» Objective
Copy the entries below from the line containing "Target: drain grate" through the end of the entries, keeping every text line. Shift each coordinate value up by 91, and leave the pictures out.

+++ Data for this exercise +++

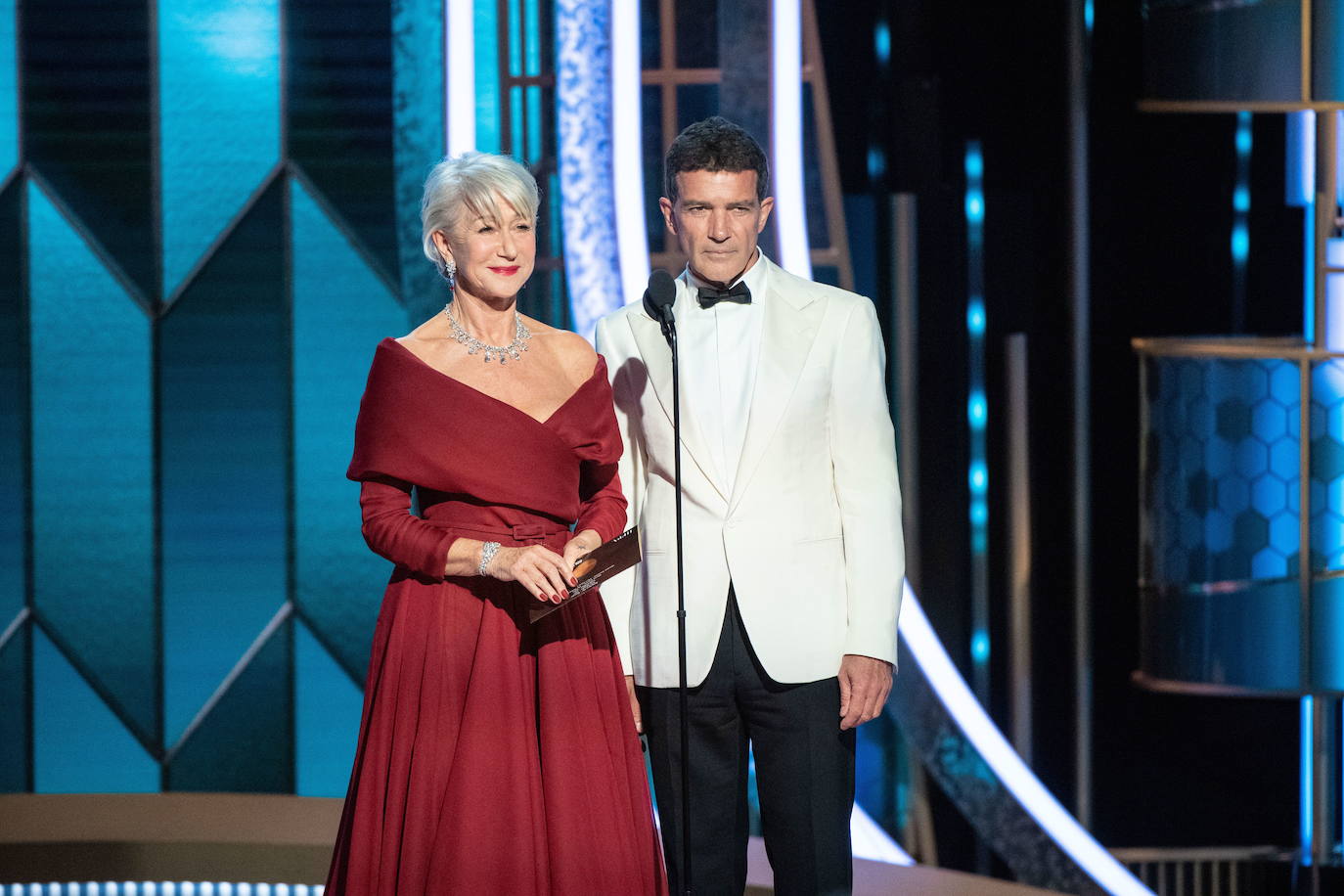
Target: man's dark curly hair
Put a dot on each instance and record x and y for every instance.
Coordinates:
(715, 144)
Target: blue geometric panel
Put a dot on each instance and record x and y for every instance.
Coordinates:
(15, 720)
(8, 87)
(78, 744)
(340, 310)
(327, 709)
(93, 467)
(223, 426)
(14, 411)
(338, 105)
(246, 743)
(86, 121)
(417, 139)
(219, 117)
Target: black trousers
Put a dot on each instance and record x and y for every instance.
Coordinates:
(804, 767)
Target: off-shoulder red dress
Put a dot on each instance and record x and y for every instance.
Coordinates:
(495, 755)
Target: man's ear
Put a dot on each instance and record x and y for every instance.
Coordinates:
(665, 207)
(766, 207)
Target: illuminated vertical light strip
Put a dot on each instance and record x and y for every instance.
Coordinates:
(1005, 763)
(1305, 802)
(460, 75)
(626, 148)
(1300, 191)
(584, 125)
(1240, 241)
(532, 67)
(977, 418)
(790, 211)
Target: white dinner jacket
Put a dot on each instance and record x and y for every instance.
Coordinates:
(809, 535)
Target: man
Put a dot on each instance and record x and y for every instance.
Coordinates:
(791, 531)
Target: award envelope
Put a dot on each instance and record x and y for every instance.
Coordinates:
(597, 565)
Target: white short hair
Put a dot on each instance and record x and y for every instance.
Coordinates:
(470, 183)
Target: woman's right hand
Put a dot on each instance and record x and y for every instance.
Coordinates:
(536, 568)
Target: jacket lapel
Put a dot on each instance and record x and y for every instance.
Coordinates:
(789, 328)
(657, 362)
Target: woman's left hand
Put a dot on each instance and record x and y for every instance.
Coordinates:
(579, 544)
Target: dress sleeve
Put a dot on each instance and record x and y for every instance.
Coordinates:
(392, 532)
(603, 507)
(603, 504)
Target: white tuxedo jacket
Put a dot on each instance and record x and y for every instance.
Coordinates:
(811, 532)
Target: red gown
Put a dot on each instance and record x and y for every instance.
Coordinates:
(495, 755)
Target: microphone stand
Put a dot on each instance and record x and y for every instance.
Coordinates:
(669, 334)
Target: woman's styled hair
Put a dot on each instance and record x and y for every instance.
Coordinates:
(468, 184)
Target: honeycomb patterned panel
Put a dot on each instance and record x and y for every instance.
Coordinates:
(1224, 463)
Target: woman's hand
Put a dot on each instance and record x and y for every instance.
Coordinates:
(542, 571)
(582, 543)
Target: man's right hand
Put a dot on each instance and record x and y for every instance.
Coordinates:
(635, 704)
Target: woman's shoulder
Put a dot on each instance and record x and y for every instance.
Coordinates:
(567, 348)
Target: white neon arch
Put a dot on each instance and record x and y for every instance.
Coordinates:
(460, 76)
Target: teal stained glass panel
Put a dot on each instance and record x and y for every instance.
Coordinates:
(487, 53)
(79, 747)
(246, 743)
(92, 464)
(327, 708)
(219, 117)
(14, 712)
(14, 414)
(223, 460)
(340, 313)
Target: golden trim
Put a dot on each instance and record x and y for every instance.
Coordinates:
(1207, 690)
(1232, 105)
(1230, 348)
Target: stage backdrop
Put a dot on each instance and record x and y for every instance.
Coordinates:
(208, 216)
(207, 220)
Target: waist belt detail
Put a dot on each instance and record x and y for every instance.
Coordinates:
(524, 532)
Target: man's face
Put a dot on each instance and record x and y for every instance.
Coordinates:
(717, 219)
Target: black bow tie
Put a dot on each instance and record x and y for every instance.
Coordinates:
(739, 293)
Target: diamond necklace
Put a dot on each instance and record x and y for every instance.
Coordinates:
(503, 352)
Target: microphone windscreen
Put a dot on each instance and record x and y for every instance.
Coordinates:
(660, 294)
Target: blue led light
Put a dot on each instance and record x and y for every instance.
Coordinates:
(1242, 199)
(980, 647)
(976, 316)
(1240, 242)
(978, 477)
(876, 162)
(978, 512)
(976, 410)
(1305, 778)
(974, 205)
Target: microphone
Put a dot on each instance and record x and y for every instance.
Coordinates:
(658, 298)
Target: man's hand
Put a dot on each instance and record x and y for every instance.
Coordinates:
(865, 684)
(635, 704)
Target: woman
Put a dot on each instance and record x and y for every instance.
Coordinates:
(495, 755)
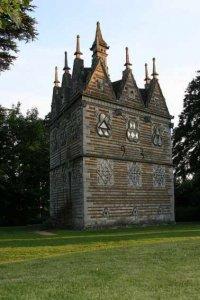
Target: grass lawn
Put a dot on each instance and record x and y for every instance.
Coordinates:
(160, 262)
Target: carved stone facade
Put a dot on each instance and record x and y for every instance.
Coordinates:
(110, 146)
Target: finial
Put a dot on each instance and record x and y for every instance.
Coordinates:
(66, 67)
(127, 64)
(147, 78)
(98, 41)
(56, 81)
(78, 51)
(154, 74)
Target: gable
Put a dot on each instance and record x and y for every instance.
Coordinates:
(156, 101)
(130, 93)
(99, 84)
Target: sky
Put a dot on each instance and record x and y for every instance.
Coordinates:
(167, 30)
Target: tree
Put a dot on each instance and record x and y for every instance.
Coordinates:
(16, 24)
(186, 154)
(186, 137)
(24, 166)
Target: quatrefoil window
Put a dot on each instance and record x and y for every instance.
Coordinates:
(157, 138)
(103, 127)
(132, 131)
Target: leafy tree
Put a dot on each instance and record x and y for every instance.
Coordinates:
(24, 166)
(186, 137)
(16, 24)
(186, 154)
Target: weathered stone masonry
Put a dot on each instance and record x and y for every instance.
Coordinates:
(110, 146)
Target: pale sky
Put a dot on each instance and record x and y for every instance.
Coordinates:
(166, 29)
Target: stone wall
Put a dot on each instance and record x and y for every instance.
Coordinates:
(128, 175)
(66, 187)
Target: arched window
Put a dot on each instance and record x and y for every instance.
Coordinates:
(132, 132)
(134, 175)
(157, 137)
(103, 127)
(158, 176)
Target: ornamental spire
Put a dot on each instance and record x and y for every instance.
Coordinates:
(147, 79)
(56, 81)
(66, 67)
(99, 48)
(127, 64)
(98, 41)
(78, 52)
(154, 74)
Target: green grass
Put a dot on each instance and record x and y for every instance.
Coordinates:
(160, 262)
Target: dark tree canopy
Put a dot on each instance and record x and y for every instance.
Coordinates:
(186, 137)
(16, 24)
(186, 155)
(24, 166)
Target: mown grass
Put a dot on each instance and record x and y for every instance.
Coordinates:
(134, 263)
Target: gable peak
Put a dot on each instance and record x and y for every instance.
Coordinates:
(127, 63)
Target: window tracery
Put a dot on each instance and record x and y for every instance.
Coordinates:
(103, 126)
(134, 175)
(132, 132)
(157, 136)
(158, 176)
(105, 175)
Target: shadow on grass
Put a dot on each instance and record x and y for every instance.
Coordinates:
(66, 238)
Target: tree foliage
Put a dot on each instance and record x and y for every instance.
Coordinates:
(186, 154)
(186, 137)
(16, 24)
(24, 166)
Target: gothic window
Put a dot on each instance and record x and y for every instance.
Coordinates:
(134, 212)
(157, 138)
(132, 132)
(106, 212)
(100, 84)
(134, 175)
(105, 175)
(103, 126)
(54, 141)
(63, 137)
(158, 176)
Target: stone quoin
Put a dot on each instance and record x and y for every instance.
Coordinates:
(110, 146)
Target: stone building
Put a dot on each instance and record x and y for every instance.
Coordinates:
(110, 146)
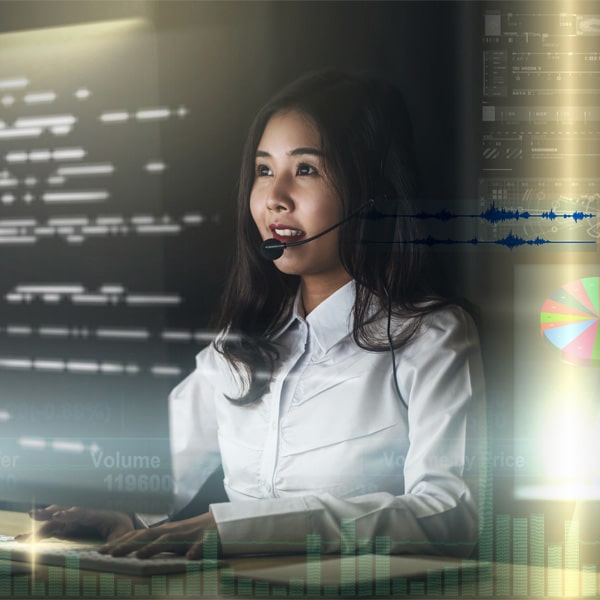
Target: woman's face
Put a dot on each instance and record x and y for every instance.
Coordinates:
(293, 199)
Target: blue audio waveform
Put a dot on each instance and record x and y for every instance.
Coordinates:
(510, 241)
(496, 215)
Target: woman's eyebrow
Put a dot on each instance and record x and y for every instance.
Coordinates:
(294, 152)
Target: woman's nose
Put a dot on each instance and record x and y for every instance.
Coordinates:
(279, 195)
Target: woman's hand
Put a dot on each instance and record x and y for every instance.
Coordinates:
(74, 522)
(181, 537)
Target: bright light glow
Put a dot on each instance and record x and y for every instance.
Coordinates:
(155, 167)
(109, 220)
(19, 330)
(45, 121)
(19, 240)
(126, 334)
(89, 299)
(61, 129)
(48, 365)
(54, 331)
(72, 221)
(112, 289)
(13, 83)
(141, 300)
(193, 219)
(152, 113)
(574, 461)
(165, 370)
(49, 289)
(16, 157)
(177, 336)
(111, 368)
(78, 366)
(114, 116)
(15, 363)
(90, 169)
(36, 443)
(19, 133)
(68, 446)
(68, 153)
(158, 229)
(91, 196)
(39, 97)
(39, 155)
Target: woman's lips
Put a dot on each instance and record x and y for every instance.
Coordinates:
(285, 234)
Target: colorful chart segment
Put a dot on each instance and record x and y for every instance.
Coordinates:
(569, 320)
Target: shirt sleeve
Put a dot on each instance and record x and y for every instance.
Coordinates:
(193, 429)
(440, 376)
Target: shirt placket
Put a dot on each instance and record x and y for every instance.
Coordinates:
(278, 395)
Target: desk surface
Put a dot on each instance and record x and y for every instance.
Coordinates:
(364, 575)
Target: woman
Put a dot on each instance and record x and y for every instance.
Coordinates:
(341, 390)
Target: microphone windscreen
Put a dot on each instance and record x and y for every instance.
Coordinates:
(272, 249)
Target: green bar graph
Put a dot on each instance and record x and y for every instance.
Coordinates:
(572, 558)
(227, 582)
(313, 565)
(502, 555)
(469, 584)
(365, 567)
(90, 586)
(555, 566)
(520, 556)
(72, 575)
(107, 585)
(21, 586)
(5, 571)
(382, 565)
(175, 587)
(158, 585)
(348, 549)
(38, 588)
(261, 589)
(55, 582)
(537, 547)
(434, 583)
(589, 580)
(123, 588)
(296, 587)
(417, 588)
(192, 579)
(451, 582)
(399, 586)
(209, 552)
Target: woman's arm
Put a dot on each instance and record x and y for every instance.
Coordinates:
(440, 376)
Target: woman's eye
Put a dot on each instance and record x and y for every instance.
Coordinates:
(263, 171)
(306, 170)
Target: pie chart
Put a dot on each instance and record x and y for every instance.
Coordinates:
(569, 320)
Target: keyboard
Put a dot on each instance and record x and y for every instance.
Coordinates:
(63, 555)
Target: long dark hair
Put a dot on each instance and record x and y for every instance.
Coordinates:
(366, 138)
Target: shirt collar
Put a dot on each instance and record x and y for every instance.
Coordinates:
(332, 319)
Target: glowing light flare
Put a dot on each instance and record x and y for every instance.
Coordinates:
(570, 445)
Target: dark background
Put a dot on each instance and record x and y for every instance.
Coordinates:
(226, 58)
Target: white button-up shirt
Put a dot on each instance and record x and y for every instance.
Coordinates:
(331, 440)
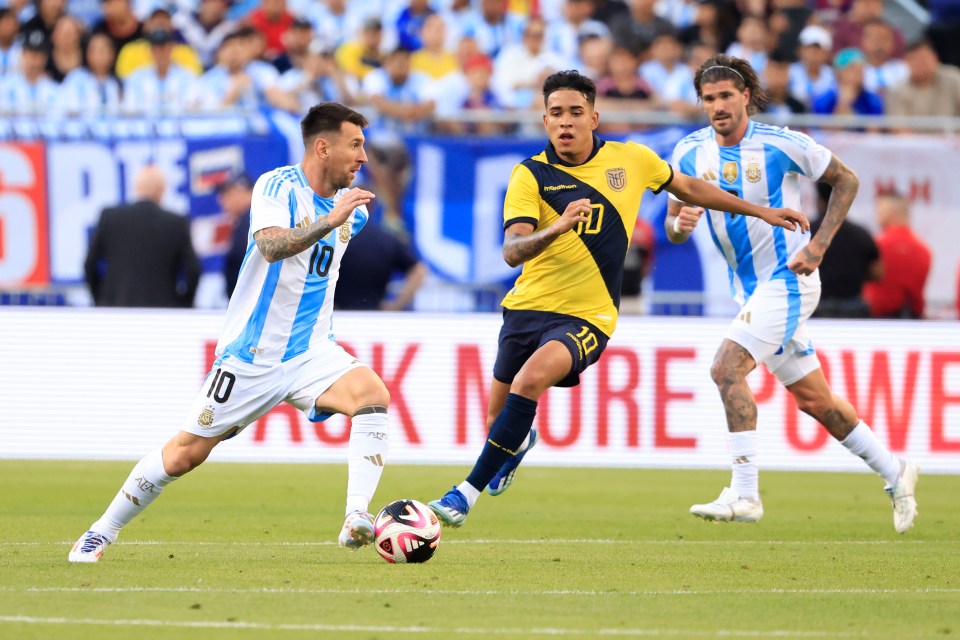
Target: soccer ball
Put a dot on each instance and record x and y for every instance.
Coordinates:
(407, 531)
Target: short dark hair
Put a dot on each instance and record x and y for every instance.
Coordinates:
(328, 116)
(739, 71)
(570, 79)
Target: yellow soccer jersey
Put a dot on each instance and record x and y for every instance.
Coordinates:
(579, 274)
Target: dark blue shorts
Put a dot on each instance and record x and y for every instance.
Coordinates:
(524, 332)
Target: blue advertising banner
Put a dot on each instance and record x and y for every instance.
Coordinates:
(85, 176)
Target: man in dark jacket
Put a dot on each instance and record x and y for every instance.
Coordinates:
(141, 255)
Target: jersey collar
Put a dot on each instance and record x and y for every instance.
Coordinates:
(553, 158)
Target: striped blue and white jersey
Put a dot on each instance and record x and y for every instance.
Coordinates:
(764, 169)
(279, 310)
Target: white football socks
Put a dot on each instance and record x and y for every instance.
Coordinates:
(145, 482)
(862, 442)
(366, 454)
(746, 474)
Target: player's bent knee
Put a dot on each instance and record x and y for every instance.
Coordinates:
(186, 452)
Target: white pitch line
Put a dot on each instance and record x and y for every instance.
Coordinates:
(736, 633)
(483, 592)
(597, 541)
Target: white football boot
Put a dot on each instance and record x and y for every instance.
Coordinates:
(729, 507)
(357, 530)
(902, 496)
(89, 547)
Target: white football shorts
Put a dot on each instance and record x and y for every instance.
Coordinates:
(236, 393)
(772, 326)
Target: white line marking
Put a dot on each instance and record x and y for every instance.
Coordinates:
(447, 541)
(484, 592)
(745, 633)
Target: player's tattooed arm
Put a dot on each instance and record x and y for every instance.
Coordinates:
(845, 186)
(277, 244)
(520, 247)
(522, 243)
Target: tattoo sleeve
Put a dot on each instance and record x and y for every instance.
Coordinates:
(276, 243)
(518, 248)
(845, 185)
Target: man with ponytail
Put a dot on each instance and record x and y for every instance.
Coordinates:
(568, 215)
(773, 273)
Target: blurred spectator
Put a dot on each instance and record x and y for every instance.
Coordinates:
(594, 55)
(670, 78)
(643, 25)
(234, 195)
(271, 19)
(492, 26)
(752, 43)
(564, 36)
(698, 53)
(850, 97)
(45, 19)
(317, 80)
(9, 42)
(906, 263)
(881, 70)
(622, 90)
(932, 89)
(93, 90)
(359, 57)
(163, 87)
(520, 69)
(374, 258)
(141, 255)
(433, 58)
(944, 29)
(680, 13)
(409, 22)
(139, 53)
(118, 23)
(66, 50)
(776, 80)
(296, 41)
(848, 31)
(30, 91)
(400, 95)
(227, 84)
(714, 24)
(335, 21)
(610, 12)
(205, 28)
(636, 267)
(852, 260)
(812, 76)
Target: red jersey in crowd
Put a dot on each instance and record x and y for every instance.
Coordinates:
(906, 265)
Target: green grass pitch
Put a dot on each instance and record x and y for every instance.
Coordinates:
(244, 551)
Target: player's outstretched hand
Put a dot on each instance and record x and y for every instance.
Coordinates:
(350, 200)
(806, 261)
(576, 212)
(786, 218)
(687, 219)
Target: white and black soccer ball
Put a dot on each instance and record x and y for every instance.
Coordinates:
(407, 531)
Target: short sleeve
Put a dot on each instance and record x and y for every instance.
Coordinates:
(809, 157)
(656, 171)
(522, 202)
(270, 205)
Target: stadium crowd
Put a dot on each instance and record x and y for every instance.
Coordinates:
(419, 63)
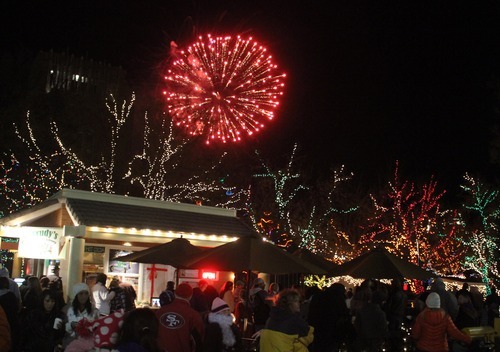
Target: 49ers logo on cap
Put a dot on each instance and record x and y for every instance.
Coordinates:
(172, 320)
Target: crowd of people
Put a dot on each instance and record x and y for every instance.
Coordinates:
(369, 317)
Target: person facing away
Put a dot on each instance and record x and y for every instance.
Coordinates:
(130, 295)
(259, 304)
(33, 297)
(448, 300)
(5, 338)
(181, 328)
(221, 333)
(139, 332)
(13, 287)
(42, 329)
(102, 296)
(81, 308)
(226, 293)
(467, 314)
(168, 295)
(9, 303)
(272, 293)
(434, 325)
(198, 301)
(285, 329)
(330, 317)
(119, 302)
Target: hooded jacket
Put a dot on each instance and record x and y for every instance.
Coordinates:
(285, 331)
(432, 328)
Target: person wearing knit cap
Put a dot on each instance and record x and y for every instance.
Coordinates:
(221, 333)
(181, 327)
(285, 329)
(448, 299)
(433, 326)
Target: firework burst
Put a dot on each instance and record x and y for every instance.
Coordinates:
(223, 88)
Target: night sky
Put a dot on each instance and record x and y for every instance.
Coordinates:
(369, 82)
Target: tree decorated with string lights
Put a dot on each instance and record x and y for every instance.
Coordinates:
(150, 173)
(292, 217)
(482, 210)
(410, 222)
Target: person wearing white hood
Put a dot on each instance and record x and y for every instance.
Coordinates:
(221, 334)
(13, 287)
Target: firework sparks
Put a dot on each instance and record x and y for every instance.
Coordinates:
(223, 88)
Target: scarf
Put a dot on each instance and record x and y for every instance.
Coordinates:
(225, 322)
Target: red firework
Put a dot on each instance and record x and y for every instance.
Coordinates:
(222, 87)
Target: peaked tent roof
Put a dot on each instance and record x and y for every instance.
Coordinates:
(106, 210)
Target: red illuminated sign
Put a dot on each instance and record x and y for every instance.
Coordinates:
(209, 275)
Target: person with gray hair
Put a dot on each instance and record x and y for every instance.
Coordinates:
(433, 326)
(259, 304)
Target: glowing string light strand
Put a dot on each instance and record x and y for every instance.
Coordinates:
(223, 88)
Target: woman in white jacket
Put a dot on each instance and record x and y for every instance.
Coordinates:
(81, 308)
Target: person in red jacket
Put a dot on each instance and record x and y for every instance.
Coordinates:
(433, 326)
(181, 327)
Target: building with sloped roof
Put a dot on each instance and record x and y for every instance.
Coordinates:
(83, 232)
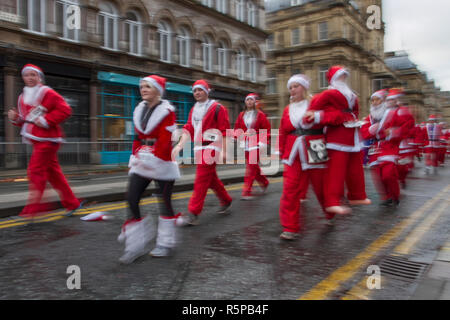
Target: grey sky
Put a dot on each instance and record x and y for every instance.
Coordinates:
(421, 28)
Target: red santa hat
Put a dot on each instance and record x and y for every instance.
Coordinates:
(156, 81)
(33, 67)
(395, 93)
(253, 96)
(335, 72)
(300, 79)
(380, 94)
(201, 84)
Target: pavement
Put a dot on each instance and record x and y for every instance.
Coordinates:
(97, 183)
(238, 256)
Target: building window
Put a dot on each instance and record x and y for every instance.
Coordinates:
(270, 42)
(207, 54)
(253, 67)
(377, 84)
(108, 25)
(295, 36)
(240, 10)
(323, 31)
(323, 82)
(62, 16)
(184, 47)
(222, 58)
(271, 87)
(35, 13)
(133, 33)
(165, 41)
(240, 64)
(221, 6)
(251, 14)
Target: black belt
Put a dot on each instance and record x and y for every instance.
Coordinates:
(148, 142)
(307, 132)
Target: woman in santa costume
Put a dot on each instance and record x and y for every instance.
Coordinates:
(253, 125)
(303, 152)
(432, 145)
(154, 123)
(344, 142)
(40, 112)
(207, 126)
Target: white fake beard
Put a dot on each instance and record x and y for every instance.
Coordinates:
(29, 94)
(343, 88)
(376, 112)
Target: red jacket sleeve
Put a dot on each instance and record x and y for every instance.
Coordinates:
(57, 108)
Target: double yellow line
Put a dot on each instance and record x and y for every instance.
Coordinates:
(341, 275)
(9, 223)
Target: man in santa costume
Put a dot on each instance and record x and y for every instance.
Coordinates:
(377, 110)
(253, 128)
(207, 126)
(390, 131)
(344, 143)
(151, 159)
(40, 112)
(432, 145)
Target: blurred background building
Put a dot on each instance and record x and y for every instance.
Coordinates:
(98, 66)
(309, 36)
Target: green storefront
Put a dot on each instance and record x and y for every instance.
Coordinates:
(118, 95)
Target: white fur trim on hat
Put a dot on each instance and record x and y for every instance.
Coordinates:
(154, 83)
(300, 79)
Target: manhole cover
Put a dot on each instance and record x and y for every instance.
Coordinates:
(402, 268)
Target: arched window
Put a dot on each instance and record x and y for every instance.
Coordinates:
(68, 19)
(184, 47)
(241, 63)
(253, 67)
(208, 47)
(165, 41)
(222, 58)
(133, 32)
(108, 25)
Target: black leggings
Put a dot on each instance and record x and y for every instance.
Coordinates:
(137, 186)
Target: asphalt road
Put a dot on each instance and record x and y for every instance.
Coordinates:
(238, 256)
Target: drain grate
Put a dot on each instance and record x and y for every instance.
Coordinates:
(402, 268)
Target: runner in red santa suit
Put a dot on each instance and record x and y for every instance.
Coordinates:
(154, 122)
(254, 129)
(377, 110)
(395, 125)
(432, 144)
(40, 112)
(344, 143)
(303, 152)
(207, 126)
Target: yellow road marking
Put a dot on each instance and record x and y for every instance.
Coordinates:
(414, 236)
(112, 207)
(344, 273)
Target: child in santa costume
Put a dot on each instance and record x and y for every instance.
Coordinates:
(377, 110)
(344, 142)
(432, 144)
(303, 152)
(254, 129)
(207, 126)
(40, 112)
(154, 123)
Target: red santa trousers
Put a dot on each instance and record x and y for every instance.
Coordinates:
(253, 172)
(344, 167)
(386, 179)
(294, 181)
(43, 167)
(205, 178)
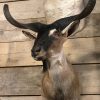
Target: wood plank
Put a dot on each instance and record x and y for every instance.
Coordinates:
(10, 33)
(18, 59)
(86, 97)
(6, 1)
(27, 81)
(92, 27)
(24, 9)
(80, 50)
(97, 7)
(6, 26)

+++

» Written response
Target: drain grate
Put a dot on each instance and record x and y for every instance.
Coordinates:
(493, 359)
Target: runner in red santa suit
Put a dot on each instance and record x and y for every instance.
Coordinates:
(245, 213)
(345, 220)
(468, 201)
(486, 216)
(523, 235)
(131, 203)
(435, 234)
(394, 243)
(298, 217)
Target: yellow road marking
Put a dot on each instance and record x and y for every instance.
Coordinates:
(505, 327)
(203, 298)
(435, 364)
Target: child in santa costume
Put a dot on each instance and record x and y for every instance.
Coordinates:
(468, 201)
(435, 233)
(523, 235)
(394, 243)
(345, 220)
(298, 217)
(131, 203)
(245, 214)
Target: red santa trousers
Put a dot on each instance and record x and y for every instance.
Coordinates:
(344, 263)
(435, 258)
(477, 270)
(385, 272)
(134, 258)
(296, 269)
Target: wood plank
Put a dot on each instance and record x and y for every instance.
Coordinates:
(101, 124)
(109, 150)
(177, 188)
(97, 92)
(118, 172)
(183, 118)
(115, 100)
(171, 141)
(188, 98)
(97, 117)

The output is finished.